> _Goal of the exercise_
Continue the article on video-conferencing security, starting after its last sentence.

> _Selected passage_

○ ○ ○ ○ ○

April 28, 2020//Tony HowlettLast Updated: June 04, 2021
Since the world-wide spread of the COVID-19 virus over the last two to three months, many challenges have been thrown at organizations of all kinds and sizes. With much of the country and world under “shelter-in-place” or similar orders from governments, many workforces, especially white-collar ones, have gone to near 100% work from home. This has necessitated the rapid deployment or increase of video-conferencing and other collaboration tools practically overnight with little thought given to security.
In a pre-coronavirus world, these types of mass deployments would be studied over many months and deployed in a much more rational fashion. But the exponential spread of the virus did not allow for typical corporate IT risk assessment and technology vetting processes.
The much-publicized security flaws in the popular Zoom and subsequent incidents have shown how these “flash” deployments, while born of necessity, aren’t always the most sound, security-wise, right off the bat. The fact of the matter is that these platforms, while conveniently available, were typically used for one-to-many webinars and other types of presentations and were not necessarily purpose-built for highly confidential internal business meetings or other sensitive environments.
Since the media buzz around Zoom, the company has both responded and created patches for the flaws. To ensure that your organization is staying on top of cybersecurity with the increased use of video conferencing tools, here is a list of best practices for operating these platforms for the full breadth of your business operations.
First of all, you must make sure that your teleconferencing applications are fully supported. That means paid, corporate versions; now is not the time to be a cheapskate. You must also make sure they are patched up to the currently available stable versions, on both server and client-side (depending on if you are using SaaS or in-house infrastructure). Like we stated above, Zoom has patched most of its issues, but you only benefit from that if you are up to date. Make sure your user base has the latest version, ideally with enforced updates.

○ ○ ○ ○ ○

> _Data for analysis_
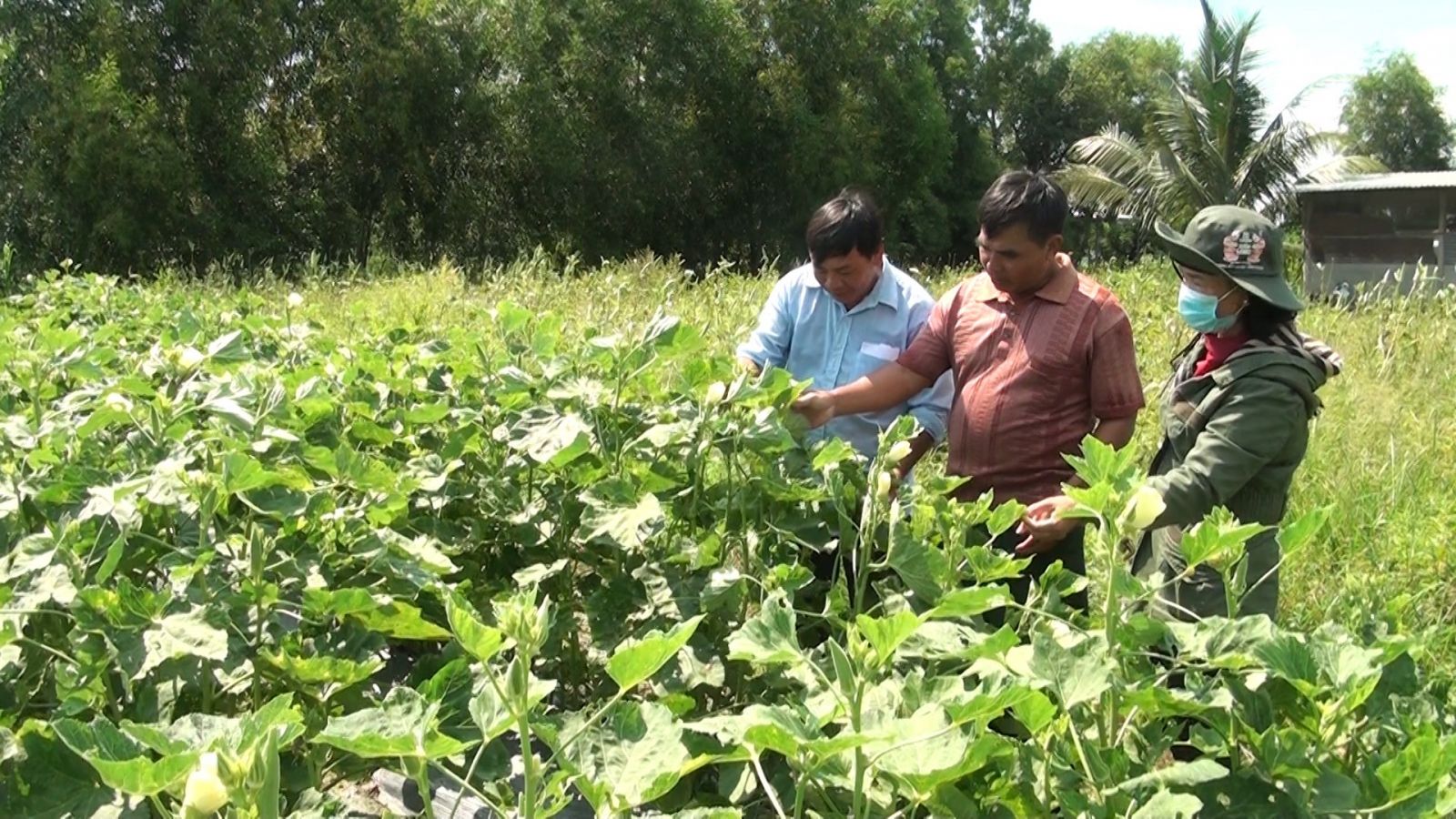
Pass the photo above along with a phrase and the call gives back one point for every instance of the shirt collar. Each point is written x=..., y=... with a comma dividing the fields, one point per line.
x=1062, y=286
x=885, y=290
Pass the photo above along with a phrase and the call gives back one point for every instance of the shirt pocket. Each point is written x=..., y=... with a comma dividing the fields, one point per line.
x=871, y=354
x=1057, y=370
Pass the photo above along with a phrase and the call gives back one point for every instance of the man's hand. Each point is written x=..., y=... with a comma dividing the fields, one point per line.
x=815, y=407
x=1045, y=525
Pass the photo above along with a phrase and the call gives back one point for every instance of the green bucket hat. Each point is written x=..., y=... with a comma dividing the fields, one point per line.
x=1239, y=244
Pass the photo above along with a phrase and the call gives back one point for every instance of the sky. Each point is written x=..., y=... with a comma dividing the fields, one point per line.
x=1302, y=41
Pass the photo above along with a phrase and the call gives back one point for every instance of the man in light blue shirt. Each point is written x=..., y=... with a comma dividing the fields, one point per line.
x=844, y=315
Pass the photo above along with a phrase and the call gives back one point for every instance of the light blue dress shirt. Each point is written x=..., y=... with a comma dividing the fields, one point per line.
x=808, y=332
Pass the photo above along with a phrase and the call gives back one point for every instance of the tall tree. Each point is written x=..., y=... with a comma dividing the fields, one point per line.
x=1392, y=114
x=1116, y=77
x=1210, y=142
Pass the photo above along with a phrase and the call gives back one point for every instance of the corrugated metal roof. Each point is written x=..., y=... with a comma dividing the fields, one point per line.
x=1385, y=182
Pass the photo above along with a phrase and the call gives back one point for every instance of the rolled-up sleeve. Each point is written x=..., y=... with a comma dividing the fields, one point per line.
x=769, y=341
x=1117, y=389
x=931, y=407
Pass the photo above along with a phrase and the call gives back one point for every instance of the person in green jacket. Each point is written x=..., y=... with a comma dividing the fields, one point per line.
x=1235, y=414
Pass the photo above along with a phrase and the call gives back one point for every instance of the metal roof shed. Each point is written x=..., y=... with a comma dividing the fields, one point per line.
x=1361, y=229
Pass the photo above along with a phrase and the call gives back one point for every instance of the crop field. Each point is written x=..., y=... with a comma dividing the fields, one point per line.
x=258, y=544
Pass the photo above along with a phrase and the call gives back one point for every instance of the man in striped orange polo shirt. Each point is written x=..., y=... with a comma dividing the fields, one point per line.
x=1041, y=356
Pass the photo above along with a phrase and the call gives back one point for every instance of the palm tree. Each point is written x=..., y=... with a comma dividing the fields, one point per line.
x=1208, y=143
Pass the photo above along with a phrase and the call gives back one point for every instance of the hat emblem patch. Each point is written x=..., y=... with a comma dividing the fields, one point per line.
x=1244, y=248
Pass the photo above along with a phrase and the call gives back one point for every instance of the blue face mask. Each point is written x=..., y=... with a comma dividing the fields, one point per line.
x=1201, y=310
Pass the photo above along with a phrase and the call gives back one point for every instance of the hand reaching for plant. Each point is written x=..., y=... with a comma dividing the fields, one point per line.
x=1045, y=526
x=815, y=407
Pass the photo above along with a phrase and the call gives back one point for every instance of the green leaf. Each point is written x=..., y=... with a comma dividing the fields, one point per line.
x=970, y=602
x=1168, y=804
x=887, y=634
x=494, y=714
x=400, y=622
x=242, y=474
x=1423, y=763
x=182, y=636
x=834, y=452
x=482, y=642
x=50, y=782
x=1077, y=673
x=783, y=729
x=768, y=637
x=1288, y=658
x=1300, y=532
x=322, y=669
x=424, y=551
x=922, y=746
x=922, y=567
x=553, y=440
x=637, y=661
x=426, y=413
x=121, y=763
x=635, y=755
x=404, y=724
x=1336, y=793
x=1178, y=774
x=538, y=573
x=630, y=526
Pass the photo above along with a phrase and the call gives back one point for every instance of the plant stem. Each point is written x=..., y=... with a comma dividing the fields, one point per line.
x=465, y=785
x=768, y=789
x=523, y=726
x=861, y=763
x=420, y=771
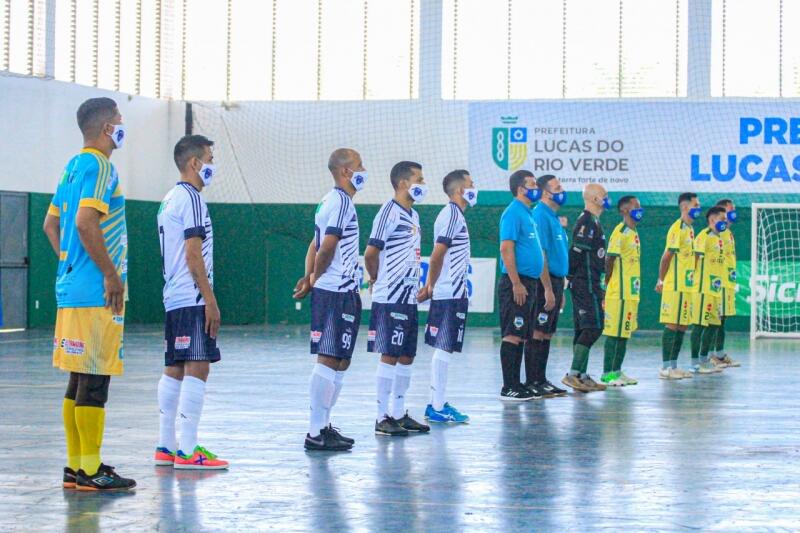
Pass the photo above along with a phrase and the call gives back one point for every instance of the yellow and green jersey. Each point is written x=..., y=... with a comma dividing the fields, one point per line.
x=625, y=281
x=680, y=274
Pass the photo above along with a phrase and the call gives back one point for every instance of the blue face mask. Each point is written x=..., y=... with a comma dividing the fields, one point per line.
x=534, y=195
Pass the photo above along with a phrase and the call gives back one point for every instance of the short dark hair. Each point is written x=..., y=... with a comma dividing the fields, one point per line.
x=453, y=180
x=517, y=180
x=716, y=210
x=625, y=200
x=542, y=181
x=93, y=114
x=402, y=171
x=188, y=147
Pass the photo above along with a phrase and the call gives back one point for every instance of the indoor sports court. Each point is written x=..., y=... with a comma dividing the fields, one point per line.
x=419, y=265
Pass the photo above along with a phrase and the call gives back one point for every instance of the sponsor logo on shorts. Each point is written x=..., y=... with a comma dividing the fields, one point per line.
x=182, y=343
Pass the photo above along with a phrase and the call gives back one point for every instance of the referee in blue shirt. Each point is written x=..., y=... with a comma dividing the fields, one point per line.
x=550, y=290
x=521, y=264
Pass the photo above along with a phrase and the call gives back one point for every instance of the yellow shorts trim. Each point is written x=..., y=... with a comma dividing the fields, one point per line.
x=89, y=340
x=621, y=318
x=676, y=308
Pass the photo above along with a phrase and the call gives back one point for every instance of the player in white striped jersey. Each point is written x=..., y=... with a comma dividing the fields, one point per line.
x=192, y=320
x=331, y=275
x=446, y=284
x=392, y=263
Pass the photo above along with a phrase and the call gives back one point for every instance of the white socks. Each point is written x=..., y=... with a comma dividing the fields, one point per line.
x=169, y=390
x=190, y=407
x=402, y=380
x=384, y=380
x=439, y=378
x=322, y=389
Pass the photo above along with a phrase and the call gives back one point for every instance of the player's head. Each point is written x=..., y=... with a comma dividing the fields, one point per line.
x=716, y=218
x=630, y=209
x=101, y=123
x=689, y=205
x=407, y=180
x=730, y=209
x=552, y=191
x=347, y=170
x=195, y=159
x=522, y=185
x=458, y=186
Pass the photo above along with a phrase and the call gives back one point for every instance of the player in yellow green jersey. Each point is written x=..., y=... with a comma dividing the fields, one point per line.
x=707, y=301
x=718, y=355
x=676, y=284
x=623, y=286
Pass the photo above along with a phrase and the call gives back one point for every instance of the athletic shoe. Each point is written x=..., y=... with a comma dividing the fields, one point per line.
x=515, y=394
x=104, y=480
x=575, y=382
x=201, y=459
x=412, y=426
x=69, y=478
x=389, y=426
x=457, y=415
x=339, y=436
x=325, y=442
x=164, y=457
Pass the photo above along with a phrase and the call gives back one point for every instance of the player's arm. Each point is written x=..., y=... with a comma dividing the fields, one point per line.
x=197, y=268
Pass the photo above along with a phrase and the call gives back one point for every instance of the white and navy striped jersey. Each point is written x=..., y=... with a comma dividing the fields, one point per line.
x=396, y=233
x=183, y=214
x=336, y=215
x=450, y=229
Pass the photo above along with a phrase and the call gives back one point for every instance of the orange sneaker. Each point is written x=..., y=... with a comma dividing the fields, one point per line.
x=164, y=457
x=201, y=459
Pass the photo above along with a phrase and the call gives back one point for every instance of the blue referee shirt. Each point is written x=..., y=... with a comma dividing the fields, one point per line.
x=516, y=224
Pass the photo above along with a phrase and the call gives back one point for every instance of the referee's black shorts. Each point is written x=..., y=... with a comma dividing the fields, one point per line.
x=516, y=319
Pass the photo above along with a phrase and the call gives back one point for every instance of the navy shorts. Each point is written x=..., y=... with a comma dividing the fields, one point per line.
x=446, y=322
x=185, y=337
x=335, y=317
x=393, y=329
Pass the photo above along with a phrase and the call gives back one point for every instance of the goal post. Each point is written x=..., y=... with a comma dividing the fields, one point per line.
x=775, y=270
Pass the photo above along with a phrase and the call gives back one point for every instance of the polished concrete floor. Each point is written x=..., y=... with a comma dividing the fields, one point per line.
x=719, y=452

○ ○ ○ ○ ○

> _Exercise answer_
Beyond patching, make sure that you take full advantage of built-in security features. Previously, in Zoom, many of these features were disabled by default to make it easier for large numbers of people to log into online seminars. However, for regular use for internal corporate meetings, you should definitely have passwords required. Also using the waiting room feature in Zoom and similar features in other platforms, you can vet any entrants to your meeting to make sure you don’t have any uninvited guests or eavesdroppers.
As far as policies around your use of video conferencing technology go, don’t make a habit of sharing your meeting ID liberally. This can be used to enter your meetings and do other reconnaissance. And when sending out passwords for the meeting, now that they are required, send them separate from the initial meeting and RSVP and only to registered attendees. Not allowing sharing and reuse of meeting passwords is a big step towards securing your online meetings.
Finally, make sure everyone in your organization is aware of video conference phishing scams. Some new techniques that hackers are using are sending you a meeting invite from a spoofed co-worker. Once they click on the meeting link, the malware is launched. Beware of meeting invites that don’t make sense or aren’t expected. You can also mouse over (don’t click!) the actual links to see where they lead or what they are launching. The bottom line is to be more vigilant about these kinds of links in emails. Also, when it comes to user education, it is not a bad idea to create a short email or Wiki article to inform your employees how to use them properly, especially since many employees who would never be setting up these kinds of meetings before are now using them for their one-on-ones and other daily interactions
This is not an exhaustive list of video conferencing security tips; each platform has its own features and settings that can be adjusted. When using video conferencing for all internal business, you need to be more careful about how these tools are configured and used. Even though they were never intended for the kinds of use cases we are seeing during this pandemic, with a little extra diligence and user education, you can use them for your work from home initiative and other applications and be assured of reasonable security.